§ **Goal**:
Change every "Note to the class" in the lines below to "For the students", and leave all other text unchanged.

(Items stored from a collection)

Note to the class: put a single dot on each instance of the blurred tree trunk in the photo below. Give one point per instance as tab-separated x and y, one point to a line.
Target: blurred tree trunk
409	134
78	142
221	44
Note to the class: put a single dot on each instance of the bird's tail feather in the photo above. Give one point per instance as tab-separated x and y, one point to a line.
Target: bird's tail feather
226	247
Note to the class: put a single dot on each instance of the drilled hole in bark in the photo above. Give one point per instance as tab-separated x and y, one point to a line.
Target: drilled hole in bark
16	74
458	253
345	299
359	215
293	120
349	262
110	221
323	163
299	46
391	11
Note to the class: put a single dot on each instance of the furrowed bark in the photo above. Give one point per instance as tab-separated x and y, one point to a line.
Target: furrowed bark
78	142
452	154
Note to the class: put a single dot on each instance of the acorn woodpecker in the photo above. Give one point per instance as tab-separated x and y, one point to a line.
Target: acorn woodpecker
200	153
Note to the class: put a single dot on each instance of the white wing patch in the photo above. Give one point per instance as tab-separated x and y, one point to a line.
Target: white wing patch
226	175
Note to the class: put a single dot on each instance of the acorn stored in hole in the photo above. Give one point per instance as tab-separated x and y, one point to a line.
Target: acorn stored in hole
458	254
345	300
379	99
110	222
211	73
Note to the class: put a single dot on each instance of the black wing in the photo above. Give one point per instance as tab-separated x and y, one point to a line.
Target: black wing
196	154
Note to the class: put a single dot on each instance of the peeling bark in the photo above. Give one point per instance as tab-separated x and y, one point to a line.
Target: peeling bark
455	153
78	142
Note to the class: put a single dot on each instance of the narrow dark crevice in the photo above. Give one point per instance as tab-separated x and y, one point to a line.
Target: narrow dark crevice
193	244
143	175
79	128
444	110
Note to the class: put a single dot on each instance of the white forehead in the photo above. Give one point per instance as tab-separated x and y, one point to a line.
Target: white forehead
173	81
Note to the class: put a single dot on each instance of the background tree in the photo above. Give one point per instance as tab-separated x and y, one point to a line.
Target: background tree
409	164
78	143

§ **Solution**:
For the students: put a single dot on each instance of the blurred tree trunk in the photo below. Give one point per instance as tab-separated x and y, one point to a line.
Target: blurred tree trunk
409	134
78	142
221	44
For the students: put a single dot on each instance of the bird's tail feather in the photo above. Give one point per instance as tab-separated x and y, one point to a line.
Target: bird's tail feather
226	247
For the students: put a single dot on each instance of the drilled hole in bark in the photo above. Give one point per instance as tab-separated x and y, one point to a line.
Target: drilled hole in bark
16	74
458	253
345	299
359	215
293	120
349	262
110	221
323	163
299	46
391	11
For the students: put a single dot on each instance of the furrowed bark in the photo above. Give one point per instance as tab-separated x and y, one point to a line.
Target: furrowed bark
78	142
452	154
For the students: put a single dot on each instance of the acorn woodpecker in the photo above. Give one point per instance as tab-separated x and y, one point to a line.
Target: acorn woodpecker
200	153
For the students: put a single dot on each instance of the white wing patch in the photo above. Give one point per instance as tab-separated x and y, one point to a line.
Target: white wing patch
226	175
For the students: put a single dot on each instance of the acorn stored in hole in the photo above. Give one point per instance as tab-separated x and y, one point to a line.
Target: acorn stored in hole
458	254
345	300
379	99
110	222
211	73
For the students: put a single dot on each instance of the black wing in the photo above. Give one point per instance as tab-separated x and y, one point to a line.
Target: black wing
196	154
For the students: put a single dot on each instance of the peeling bark in the photo above. Give one point per instance as tab-separated x and y, one point to a line.
Target: peeling bark
455	153
78	142
For the students: put a single dot on each instance of the narrow dark crevice in the photo above. Give one point per instance as tab-separated x and y, one point to a line.
Target: narrow dark crevice
193	244
143	175
79	128
444	110
For the students: put a single dot on each instance of the white forehead in the photo above. Give one point per instance as tab-separated x and y, one point to a line.
Target: white forehead
173	81
For the students: put a single dot on each instance of the background tree in the photo above. Give one point per instance as tab-separated x and y, one point to a line.
Target: background tree
409	164
78	143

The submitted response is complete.